Stored data.
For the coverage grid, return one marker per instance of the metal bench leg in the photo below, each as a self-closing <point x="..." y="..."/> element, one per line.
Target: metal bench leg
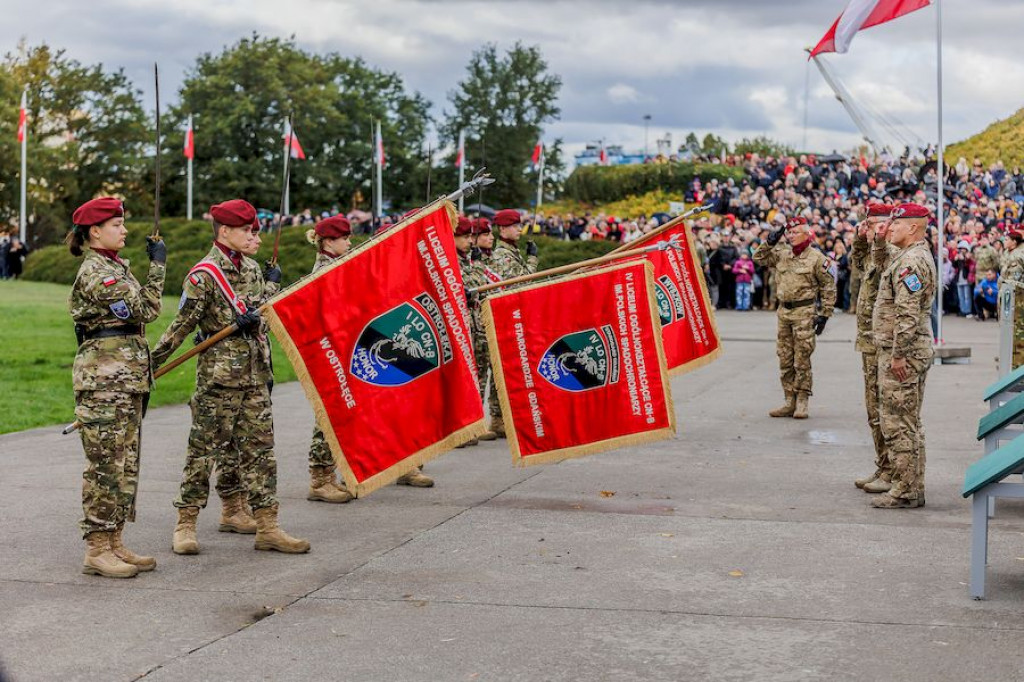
<point x="979" y="543"/>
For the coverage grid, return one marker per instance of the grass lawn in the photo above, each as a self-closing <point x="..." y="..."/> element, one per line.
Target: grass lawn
<point x="37" y="348"/>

Given instruction.
Please output all of the data above word for word, leaving out the pictures.

Final answer.
For the coverage grid, return one marker per instance of the metal bench leg in the photo below, each as a self-closing <point x="..." y="..."/> element, one per line.
Target: metal bench leg
<point x="979" y="543"/>
For the coverage grid, return one marker per instance of the grass lawn in the photo above, each as a self-closing <point x="..." y="..."/> element, one per line.
Target: grass lawn
<point x="37" y="348"/>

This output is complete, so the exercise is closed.